> [CONSEGNA]:
Riscrivi ogni riga del materiale qui sotto, anche quelle senza coordinate, e trasla le coordinate delle risposte aggiungendo 25 a ciascun numero. Lascia fuori le immagini.

> [MATERIALE DI LAVORO]:
○ ○ ○

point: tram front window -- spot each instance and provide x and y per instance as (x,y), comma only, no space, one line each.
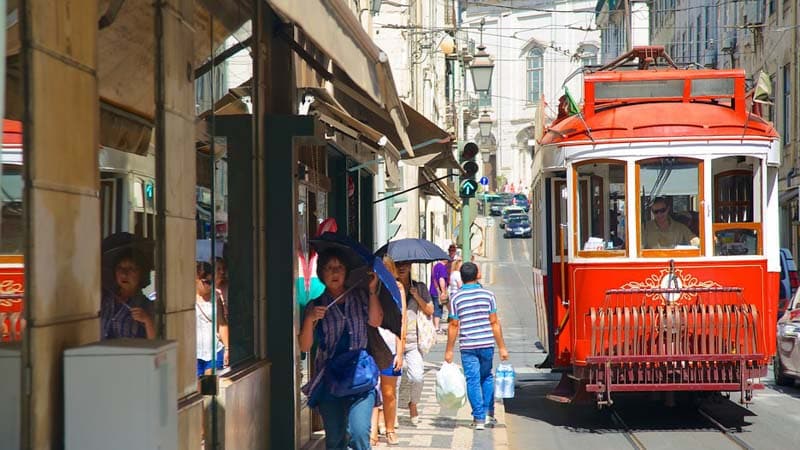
(670,200)
(601,208)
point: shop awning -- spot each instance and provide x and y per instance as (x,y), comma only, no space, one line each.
(329,111)
(334,29)
(433,147)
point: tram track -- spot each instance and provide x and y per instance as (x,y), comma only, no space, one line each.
(638,444)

○ ○ ○

> [SOLUZIONE QUI SOTTO]:
point: tram front window -- spot each instance and provide x and y per instance as (x,y), comma only, no space, one line each.
(695,225)
(626,233)
point: shop awning -- spot each instance and provide x and y per instance as (x,y), comma only, no space, one line each.
(354,136)
(359,54)
(458,172)
point: tram track -- spot each instance and provide x and y per instance as (x,y), comma only, no space, one line each.
(663,469)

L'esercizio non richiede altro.